* Task description
Copy exactly the run of lines that begins at the line with "For the mapping pass, tag each instance of the lioness" and ends at the final line of the entries.
|---|
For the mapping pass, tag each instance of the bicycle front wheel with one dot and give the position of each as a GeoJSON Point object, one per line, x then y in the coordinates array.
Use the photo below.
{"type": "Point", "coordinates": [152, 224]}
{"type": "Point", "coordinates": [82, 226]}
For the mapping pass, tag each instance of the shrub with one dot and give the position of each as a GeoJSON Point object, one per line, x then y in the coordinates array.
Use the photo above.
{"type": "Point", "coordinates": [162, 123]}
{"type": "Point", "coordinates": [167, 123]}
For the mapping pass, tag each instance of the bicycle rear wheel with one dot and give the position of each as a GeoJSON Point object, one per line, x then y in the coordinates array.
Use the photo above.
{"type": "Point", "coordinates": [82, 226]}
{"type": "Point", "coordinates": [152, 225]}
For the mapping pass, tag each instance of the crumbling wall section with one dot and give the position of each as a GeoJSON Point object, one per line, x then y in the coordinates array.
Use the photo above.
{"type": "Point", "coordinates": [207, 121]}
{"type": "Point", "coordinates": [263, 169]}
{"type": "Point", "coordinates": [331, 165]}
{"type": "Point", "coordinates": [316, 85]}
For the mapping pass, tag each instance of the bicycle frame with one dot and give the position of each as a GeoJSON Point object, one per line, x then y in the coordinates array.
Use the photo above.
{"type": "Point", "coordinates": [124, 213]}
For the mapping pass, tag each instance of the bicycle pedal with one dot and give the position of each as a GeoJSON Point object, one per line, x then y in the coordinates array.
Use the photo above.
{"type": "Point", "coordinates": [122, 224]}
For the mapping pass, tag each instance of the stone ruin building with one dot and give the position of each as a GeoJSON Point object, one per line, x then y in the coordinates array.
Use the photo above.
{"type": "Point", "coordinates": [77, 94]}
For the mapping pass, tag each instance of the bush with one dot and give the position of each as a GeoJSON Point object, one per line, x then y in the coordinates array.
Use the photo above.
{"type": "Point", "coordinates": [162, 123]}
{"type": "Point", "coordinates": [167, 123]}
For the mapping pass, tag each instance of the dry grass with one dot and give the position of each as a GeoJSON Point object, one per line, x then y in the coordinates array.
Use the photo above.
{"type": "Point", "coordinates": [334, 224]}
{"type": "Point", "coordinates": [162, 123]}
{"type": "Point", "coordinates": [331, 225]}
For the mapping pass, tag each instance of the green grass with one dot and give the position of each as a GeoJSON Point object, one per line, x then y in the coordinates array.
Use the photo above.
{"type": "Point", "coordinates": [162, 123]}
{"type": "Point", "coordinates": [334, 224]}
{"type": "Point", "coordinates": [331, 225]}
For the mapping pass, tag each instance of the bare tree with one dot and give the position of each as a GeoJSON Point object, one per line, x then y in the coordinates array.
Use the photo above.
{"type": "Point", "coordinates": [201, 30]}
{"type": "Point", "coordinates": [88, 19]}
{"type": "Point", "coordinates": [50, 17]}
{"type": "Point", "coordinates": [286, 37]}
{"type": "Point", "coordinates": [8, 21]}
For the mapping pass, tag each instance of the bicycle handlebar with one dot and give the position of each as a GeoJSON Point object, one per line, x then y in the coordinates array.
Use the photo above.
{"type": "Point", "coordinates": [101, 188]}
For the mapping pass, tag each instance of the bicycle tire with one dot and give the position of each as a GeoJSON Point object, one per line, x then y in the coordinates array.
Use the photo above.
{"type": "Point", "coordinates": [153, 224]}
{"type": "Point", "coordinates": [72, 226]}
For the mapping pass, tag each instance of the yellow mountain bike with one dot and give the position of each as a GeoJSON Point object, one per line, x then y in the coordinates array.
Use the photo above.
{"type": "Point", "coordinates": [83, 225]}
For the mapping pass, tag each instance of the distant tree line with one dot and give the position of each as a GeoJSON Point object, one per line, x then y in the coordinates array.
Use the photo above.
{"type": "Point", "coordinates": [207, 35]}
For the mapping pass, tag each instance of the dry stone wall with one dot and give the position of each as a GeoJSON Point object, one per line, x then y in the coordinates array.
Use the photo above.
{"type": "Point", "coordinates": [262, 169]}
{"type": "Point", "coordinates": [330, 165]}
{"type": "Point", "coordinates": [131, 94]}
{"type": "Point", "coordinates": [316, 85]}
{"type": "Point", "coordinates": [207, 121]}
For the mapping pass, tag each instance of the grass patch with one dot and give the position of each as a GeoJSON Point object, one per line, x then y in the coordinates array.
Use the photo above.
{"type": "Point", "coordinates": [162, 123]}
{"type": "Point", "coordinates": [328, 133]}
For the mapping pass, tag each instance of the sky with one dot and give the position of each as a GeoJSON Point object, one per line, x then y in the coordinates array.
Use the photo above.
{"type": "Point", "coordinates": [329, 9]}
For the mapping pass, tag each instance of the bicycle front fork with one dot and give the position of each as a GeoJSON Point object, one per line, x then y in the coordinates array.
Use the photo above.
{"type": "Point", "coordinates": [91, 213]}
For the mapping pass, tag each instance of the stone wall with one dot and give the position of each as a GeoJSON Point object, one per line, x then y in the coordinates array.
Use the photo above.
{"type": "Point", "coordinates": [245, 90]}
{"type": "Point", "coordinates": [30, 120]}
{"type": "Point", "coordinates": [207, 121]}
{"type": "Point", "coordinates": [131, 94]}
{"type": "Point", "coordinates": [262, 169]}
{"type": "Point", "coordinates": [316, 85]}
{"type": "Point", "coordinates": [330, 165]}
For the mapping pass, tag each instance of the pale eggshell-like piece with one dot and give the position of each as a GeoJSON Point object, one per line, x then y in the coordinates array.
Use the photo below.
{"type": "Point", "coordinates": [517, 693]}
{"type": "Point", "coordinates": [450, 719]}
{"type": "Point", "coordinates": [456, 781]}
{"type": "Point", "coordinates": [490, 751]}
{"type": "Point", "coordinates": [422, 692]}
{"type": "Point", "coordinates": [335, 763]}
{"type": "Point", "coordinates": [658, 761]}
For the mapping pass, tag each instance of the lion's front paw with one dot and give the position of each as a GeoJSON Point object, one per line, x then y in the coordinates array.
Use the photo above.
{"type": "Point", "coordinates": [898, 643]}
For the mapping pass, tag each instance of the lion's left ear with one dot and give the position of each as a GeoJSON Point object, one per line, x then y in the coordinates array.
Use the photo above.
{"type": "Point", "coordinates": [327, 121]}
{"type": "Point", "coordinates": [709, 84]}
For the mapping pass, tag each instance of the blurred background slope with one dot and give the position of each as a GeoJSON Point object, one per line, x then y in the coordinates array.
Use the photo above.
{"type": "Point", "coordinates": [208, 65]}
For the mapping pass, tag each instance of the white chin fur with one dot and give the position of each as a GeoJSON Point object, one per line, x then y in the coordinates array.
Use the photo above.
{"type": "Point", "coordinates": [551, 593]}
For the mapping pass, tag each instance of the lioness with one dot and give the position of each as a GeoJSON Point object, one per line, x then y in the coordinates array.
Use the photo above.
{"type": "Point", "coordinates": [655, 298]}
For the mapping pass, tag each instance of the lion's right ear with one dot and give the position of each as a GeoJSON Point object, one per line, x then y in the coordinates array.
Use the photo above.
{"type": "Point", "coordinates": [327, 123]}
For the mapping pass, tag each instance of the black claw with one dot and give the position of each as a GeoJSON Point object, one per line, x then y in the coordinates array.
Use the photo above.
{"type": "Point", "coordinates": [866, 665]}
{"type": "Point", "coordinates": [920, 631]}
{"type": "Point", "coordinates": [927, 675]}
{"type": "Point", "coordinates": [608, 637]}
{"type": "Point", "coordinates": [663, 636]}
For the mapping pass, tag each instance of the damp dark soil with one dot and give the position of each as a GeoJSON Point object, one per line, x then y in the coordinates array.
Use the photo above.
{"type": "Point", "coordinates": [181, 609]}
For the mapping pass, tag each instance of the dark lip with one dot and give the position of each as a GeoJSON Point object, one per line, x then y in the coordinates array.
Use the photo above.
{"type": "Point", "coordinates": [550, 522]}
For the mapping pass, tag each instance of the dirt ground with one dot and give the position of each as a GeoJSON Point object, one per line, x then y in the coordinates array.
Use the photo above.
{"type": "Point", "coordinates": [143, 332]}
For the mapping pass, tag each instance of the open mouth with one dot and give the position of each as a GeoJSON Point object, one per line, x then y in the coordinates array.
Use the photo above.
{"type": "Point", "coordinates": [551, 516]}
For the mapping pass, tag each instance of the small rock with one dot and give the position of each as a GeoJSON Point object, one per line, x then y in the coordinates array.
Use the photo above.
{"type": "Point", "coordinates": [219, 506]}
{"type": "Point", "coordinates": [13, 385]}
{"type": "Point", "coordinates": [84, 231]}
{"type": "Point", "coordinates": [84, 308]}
|---|
* Answer to this task
For the mapping pass, tag each instance of the lioness with one dot and give the position of each as a GeoJSON Point object, one per line, x then y in the coordinates array.
Use the photo above.
{"type": "Point", "coordinates": [655, 298]}
For the mapping pass, tag each instance of the lion's right ear with one dot and give the position of each as a GeoJSON Point object, one per line, x then y in the coordinates array.
Use the photo above.
{"type": "Point", "coordinates": [327, 123]}
For the mapping pass, tag each instance of the black claw with one dot and give the position of each as a GeoJSON Point object, one per line, x then y in the coordinates array.
Use the photo above.
{"type": "Point", "coordinates": [866, 665]}
{"type": "Point", "coordinates": [920, 631]}
{"type": "Point", "coordinates": [927, 675]}
{"type": "Point", "coordinates": [608, 637]}
{"type": "Point", "coordinates": [663, 636]}
For the mapping pass, tag each instance of the damp dark soil with one dot and give the position of each as a GeoJSON Point object, one per line, x then y in the coordinates array.
Use the photo above.
{"type": "Point", "coordinates": [181, 609]}
For the mapping pass, tag each instance of the dark lip with one dot and give the position of each as a GeoJSON Point object, one per line, x then y in the coordinates array.
Use the photo above.
{"type": "Point", "coordinates": [550, 522]}
For the mapping pass, tag each instance of the dirt ground with one dot and give the position of each as a GeoJSON Point object, one per line, x then y in the coordinates array.
Use the photo above.
{"type": "Point", "coordinates": [143, 332]}
For the mapping pass, tag each instance of the open mouth with one dot and give the position of each as a GeoJSON Point object, one per line, x then y in the coordinates array.
Use the photo above.
{"type": "Point", "coordinates": [551, 516]}
For the mapping pass, tag each instance of the small rock with one dot and give the position of each as a GeoJSON Point object, one per line, x then y in the coordinates array.
Use the photo above.
{"type": "Point", "coordinates": [219, 506]}
{"type": "Point", "coordinates": [13, 385]}
{"type": "Point", "coordinates": [84, 231]}
{"type": "Point", "coordinates": [84, 308]}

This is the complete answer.